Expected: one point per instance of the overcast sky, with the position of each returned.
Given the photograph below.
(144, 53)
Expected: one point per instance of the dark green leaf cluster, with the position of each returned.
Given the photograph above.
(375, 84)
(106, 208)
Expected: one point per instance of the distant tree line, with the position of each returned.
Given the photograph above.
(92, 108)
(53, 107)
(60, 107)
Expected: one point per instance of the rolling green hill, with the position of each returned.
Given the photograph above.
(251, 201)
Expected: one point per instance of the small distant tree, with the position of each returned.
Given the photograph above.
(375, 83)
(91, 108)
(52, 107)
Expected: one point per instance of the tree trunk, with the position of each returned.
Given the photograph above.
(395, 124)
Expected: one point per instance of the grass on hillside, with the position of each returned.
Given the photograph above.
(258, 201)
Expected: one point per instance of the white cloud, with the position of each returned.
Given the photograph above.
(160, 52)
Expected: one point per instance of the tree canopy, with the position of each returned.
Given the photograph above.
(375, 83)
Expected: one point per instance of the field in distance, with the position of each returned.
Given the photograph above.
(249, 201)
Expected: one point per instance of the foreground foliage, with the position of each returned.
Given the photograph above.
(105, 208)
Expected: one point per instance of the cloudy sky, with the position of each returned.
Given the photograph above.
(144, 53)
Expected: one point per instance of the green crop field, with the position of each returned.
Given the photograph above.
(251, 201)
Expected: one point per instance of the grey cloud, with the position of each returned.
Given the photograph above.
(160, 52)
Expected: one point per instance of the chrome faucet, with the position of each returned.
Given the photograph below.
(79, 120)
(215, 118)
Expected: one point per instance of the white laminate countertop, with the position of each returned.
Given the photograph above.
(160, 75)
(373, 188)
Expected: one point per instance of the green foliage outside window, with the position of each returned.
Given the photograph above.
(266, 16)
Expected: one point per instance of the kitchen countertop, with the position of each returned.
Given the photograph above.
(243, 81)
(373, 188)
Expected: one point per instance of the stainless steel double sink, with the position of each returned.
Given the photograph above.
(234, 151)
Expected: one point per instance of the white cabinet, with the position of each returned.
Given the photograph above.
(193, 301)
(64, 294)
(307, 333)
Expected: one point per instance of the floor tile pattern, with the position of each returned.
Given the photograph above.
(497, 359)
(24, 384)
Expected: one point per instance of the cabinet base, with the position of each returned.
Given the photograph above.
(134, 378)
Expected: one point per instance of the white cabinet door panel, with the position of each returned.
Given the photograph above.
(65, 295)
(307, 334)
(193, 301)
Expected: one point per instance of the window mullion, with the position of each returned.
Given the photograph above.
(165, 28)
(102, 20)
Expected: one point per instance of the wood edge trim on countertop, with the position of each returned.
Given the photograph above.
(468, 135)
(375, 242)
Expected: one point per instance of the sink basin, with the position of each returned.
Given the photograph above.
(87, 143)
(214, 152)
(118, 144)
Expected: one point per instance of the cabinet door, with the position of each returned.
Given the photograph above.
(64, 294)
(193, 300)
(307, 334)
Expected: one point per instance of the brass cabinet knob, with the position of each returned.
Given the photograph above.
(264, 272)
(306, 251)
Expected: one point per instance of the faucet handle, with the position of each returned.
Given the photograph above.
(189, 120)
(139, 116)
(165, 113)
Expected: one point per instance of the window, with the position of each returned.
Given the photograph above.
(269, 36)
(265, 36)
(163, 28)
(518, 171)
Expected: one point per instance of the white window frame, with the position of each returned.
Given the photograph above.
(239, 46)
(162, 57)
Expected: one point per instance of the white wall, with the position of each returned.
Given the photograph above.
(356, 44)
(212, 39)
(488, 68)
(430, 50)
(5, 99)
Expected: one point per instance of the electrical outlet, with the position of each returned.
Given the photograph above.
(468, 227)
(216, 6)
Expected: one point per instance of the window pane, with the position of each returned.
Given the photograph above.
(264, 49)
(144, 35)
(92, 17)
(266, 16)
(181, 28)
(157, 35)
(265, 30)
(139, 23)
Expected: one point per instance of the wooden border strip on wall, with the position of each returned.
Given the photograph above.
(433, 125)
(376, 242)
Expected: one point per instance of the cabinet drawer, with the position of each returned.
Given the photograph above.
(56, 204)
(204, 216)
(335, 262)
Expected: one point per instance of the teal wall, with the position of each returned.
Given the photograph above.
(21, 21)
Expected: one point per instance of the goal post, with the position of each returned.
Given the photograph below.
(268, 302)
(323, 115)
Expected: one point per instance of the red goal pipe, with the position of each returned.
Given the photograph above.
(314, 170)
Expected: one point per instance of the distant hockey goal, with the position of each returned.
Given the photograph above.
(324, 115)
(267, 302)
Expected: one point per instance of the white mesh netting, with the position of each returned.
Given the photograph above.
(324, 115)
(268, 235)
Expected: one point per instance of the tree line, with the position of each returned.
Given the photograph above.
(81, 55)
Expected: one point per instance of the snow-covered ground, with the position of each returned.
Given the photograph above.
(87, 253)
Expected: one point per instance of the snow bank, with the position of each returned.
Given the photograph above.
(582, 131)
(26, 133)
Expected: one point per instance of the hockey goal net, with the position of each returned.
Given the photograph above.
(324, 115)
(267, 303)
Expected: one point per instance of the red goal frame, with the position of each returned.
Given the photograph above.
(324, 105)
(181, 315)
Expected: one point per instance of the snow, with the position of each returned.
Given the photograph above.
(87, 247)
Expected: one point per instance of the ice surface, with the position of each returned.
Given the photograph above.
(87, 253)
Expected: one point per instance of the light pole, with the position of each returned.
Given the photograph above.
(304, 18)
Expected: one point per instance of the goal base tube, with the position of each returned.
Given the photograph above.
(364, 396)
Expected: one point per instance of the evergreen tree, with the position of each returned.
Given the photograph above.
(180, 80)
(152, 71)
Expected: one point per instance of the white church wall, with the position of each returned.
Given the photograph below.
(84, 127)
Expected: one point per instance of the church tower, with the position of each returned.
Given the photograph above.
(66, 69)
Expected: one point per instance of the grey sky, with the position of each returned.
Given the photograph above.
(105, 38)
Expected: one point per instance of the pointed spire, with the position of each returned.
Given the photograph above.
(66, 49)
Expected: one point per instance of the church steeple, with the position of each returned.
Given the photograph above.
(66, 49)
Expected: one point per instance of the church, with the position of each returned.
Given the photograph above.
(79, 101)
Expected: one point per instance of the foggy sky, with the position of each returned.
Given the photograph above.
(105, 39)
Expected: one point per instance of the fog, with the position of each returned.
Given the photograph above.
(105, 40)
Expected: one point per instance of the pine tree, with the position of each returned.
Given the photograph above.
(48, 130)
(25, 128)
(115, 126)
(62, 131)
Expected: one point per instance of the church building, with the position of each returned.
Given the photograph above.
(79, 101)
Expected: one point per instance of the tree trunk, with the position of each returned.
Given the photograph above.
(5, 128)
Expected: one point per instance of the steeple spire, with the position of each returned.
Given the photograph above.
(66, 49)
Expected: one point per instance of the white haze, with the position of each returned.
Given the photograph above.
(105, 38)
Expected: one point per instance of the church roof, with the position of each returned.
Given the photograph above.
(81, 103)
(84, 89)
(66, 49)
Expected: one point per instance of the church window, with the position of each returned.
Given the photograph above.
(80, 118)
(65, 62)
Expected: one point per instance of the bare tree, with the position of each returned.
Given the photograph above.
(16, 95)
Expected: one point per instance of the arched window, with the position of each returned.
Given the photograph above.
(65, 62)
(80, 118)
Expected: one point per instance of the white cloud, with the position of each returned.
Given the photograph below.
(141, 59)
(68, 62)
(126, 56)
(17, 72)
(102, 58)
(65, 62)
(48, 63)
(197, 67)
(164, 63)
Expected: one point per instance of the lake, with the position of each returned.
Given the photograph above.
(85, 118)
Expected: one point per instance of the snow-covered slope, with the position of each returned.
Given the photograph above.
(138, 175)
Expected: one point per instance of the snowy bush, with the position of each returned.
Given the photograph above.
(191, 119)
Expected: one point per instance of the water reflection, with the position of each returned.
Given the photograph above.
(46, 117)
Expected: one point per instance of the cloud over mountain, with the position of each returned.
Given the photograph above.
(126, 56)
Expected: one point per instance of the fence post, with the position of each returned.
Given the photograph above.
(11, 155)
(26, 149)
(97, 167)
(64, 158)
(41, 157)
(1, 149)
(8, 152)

————————

### Problem to work on
How many lines of the listing above contain the string "faucet"? Respond with the number and no other text.

### Your response
2